* _REQUIREMENT_
Reproduce every line of the listing below word for word, changing nothing.

(Stored entries)

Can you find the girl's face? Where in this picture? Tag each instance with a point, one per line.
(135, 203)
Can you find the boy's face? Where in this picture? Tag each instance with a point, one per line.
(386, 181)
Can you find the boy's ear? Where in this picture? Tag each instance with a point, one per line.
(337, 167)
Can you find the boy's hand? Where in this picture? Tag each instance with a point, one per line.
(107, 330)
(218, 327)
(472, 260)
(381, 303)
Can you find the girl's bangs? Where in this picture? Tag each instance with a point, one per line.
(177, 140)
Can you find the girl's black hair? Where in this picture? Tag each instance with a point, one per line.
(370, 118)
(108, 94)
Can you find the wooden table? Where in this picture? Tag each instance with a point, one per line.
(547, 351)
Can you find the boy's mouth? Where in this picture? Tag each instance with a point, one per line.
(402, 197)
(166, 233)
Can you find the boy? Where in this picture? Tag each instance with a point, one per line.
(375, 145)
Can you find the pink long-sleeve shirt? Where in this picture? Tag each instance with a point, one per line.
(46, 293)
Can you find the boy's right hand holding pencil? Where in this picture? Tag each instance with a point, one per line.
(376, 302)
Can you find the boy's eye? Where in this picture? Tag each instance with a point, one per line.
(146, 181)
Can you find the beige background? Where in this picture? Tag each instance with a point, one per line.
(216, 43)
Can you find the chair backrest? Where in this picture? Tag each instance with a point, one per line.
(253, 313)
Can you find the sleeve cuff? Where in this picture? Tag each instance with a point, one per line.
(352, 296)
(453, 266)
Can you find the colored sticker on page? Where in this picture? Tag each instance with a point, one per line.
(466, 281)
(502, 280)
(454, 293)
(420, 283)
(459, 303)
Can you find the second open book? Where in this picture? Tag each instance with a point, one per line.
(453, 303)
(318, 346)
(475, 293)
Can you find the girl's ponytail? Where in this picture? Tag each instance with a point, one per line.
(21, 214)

* _EXERCISE OUTPUT_
Can you find the girl's face? Where in this picture? Tag each instance with a point, one per line.
(135, 203)
Can you find the boy's face? Where in this picture? Tag each instance with a point, one per line.
(386, 181)
Can you find the boy's ear? Where in this picture? Tag each instance with a point, one per line.
(337, 167)
Can you find the boy's hand? Where in this picture? Tag each instance with a point, one per line.
(107, 330)
(218, 327)
(472, 260)
(381, 303)
Can you find the girl's bangs? Where in this picture? Tag each instance with a point, one per line.
(177, 140)
Can you find the girl's black hair? Where in this picture? Tag each instance with a point, one per line.
(370, 118)
(108, 94)
Can you find the wooden table? Where in this picture? Tag each instance with a point, one per line.
(547, 351)
Can you find the boy's mouth? Where in this picture? Tag each instance with a point, one per line.
(402, 197)
(166, 233)
Can you find the boy? Where in this picture? Tag each instance with a point, one per line.
(375, 145)
Can you find the pink long-sleeve shirt? Where in this picture? Tag each instance with a point, one per line.
(46, 293)
Can you find the boy's right hand holding pencil? Where in this picture? Tag each instance with a point, one per line.
(376, 302)
Can you find the boy's eye? Where in this picture? Tag each instance with a point, one per line.
(146, 181)
Can you find the beige background? Where in this picture? Tag each instance with a point, one per line.
(216, 43)
Can you find the chair backrest? Where in this picture? Tag each instance with a point, one per line.
(253, 313)
Can you find the sleeve cuff? Where in this picture? Tag each instance with a point, one per line.
(352, 296)
(453, 266)
Can you find the colored sticker on page? Where in this picture? Tag each instance with a point, one per line.
(466, 281)
(502, 280)
(454, 293)
(420, 283)
(459, 303)
Can you find the second open book? Where in this picture? Tag each instance with a point, one per line.
(453, 303)
(318, 346)
(475, 293)
Can you find the girl's ponytail? Where in this picture? Tag each instance with a point, one per line.
(21, 214)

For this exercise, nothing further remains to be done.